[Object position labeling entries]
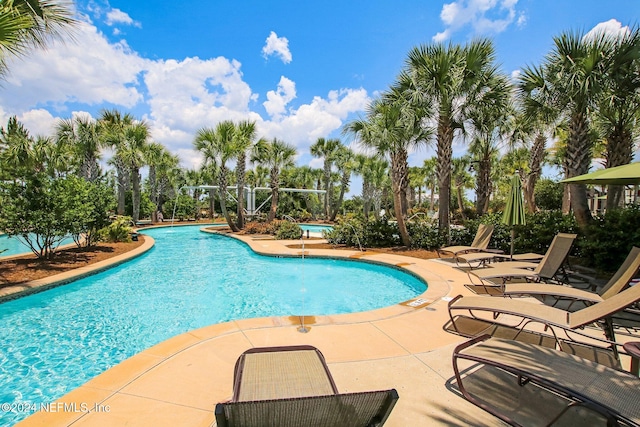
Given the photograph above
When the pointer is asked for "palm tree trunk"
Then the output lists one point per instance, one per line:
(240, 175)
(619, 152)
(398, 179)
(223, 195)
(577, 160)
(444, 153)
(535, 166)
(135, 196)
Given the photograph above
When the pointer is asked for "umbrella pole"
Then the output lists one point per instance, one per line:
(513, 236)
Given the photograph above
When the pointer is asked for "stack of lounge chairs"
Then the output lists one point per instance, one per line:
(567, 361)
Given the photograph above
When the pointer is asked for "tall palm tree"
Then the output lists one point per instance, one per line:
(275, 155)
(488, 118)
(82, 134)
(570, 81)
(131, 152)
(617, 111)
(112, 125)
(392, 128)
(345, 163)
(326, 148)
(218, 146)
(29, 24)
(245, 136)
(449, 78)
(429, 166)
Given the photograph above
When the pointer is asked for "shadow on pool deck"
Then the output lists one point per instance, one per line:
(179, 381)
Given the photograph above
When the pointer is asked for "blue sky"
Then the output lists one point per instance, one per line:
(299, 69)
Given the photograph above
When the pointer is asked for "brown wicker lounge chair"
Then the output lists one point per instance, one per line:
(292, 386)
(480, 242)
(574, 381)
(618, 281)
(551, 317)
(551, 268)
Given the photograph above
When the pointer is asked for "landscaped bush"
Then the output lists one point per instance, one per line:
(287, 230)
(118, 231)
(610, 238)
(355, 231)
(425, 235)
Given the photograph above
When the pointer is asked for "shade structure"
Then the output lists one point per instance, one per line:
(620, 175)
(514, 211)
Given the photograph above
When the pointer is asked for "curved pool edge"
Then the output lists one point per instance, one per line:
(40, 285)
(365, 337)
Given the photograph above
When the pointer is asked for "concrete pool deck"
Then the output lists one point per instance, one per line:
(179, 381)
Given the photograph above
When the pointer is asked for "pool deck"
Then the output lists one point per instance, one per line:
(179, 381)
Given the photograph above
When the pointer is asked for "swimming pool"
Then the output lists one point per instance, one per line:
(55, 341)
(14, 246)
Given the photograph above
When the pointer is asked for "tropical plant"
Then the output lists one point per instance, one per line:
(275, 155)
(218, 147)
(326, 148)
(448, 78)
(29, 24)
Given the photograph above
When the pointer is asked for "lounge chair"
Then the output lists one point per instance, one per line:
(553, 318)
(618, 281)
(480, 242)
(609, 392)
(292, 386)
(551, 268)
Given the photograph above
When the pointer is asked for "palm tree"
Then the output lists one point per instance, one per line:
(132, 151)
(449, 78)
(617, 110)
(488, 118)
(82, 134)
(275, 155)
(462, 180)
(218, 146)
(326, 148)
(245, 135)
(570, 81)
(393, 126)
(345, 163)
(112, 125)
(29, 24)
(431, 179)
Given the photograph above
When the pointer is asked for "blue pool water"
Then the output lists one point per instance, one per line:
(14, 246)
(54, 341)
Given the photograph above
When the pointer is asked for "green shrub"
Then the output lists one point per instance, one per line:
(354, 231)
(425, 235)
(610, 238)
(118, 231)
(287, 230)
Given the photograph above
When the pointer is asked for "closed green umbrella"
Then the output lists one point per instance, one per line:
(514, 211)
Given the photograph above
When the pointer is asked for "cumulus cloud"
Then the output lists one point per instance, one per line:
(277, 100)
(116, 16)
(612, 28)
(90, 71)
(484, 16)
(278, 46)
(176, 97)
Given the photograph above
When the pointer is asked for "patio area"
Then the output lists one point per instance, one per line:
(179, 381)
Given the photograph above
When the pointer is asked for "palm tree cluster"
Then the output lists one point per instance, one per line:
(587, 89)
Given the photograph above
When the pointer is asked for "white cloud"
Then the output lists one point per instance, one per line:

[Exercise directions] How many lines in the data above contain the string "green"? Case matters. Reply with the number alone.

[Exercise response] 2